Work instructions: Extract every line of the data that contains the string "side", treating uppercase and lowercase as different.

>> Start Provided material

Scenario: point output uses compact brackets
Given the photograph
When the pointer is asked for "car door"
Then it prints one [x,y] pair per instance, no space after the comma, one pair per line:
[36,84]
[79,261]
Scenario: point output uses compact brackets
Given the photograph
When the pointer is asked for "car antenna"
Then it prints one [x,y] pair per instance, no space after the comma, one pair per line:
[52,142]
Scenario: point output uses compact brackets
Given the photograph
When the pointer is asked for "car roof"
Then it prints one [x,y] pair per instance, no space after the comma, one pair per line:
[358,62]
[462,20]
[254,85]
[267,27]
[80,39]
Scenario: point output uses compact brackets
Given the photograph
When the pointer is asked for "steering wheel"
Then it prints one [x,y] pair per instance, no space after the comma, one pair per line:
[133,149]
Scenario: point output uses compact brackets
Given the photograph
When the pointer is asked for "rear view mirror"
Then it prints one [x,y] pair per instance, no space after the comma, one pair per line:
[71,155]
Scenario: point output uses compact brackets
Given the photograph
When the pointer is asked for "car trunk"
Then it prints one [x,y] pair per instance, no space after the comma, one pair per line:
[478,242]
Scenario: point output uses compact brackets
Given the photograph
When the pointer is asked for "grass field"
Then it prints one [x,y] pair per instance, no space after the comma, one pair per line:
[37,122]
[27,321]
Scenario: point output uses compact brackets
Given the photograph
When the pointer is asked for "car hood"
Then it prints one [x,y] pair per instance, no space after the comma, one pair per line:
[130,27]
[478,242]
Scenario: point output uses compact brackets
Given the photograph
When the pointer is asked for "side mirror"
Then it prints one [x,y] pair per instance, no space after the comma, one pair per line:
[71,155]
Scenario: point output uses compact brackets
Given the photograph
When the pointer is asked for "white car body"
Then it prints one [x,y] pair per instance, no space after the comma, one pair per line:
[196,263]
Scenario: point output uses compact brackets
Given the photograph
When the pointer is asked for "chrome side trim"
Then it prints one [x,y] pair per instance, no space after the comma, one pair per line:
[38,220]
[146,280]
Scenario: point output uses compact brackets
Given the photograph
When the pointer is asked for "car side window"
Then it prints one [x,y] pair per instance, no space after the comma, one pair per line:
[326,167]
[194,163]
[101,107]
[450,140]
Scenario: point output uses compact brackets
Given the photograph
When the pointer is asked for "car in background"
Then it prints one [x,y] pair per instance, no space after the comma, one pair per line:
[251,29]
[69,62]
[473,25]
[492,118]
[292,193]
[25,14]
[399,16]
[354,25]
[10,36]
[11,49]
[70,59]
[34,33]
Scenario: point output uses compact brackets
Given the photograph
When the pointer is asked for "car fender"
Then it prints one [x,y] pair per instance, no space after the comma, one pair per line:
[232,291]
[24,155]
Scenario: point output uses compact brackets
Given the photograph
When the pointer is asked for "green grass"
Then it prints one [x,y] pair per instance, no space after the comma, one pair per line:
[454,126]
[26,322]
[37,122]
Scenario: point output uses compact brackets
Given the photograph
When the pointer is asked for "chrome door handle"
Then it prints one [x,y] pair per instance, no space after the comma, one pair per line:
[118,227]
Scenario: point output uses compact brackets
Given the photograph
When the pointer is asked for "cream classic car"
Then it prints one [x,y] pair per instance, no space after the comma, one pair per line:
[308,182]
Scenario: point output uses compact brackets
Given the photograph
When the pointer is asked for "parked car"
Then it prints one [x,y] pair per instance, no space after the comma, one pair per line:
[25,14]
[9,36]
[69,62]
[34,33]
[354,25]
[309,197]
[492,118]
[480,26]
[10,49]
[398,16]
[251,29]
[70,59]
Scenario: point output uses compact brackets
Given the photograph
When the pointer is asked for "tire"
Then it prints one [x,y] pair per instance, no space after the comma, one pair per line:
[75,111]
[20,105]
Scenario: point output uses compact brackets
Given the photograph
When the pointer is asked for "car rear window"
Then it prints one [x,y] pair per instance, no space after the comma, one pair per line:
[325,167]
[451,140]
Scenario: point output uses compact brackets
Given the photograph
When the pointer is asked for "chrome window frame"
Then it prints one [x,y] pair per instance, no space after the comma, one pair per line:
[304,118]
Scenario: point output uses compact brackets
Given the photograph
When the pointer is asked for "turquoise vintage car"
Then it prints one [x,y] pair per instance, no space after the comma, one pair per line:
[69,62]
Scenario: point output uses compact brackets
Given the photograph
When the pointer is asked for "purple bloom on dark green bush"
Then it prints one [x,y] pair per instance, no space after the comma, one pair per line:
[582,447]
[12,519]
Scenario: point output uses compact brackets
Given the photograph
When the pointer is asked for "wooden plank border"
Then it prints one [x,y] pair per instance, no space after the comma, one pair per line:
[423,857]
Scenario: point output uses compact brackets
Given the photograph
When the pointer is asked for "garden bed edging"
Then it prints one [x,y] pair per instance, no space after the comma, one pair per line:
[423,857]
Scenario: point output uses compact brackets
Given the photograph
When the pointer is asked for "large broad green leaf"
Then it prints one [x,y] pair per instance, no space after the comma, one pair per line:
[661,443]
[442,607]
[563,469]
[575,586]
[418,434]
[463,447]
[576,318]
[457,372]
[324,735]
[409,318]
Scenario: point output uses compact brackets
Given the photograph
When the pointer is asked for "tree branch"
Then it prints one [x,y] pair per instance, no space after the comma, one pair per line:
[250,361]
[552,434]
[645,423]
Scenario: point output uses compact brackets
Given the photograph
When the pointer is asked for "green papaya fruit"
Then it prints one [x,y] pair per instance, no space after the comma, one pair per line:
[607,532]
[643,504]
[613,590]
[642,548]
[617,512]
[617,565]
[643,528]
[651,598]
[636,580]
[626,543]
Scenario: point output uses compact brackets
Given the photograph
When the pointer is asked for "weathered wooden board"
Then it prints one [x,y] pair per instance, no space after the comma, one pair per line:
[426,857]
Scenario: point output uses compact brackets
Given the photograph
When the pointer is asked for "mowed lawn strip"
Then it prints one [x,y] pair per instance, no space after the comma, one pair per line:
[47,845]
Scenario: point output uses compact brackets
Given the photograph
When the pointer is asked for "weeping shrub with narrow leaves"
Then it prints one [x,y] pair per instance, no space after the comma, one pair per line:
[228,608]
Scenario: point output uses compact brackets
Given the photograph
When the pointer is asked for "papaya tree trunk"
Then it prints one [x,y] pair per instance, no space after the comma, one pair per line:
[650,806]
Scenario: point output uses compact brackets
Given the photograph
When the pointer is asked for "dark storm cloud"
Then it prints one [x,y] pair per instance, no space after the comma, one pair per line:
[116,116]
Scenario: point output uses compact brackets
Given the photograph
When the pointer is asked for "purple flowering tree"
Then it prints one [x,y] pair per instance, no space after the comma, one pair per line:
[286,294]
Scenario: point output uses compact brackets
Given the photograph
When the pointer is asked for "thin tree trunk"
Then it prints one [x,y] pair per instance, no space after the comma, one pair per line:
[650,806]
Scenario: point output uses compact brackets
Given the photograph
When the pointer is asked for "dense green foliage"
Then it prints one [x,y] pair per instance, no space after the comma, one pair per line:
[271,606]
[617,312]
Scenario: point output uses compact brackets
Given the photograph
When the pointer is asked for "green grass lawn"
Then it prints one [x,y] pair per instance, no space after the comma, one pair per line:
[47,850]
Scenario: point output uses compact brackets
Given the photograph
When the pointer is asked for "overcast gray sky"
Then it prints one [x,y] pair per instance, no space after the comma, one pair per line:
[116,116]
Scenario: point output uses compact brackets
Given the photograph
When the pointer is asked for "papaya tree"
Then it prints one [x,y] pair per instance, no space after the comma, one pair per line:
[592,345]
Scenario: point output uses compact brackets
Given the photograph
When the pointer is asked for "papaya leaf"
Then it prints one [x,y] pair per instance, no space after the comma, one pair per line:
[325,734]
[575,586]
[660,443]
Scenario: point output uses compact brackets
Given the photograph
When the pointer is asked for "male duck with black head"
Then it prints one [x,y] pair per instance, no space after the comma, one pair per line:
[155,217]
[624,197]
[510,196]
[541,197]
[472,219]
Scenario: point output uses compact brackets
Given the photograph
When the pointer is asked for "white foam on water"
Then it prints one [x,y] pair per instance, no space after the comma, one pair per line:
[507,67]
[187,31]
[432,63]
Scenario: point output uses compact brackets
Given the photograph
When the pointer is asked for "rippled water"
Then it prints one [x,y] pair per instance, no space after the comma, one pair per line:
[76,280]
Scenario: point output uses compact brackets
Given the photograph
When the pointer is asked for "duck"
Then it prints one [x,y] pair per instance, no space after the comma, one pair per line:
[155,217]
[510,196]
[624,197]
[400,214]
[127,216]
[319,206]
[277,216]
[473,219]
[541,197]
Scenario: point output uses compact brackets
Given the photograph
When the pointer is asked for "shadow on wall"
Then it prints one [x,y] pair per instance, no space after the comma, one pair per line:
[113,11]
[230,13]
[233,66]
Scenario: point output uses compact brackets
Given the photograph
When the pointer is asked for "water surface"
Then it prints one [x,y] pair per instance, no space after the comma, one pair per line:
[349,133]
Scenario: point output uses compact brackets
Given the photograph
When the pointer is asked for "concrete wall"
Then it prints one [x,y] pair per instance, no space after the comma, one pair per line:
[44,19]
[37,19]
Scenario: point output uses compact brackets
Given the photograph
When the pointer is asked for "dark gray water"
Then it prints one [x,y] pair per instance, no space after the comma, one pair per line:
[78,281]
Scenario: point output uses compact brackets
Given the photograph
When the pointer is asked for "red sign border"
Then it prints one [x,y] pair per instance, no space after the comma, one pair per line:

>> End Provided material

Answer to this problem:
When the pointer is asked for "side mirror"
When the pointer is asked for "chrome side trim"
When the pointer is asked for "car side window"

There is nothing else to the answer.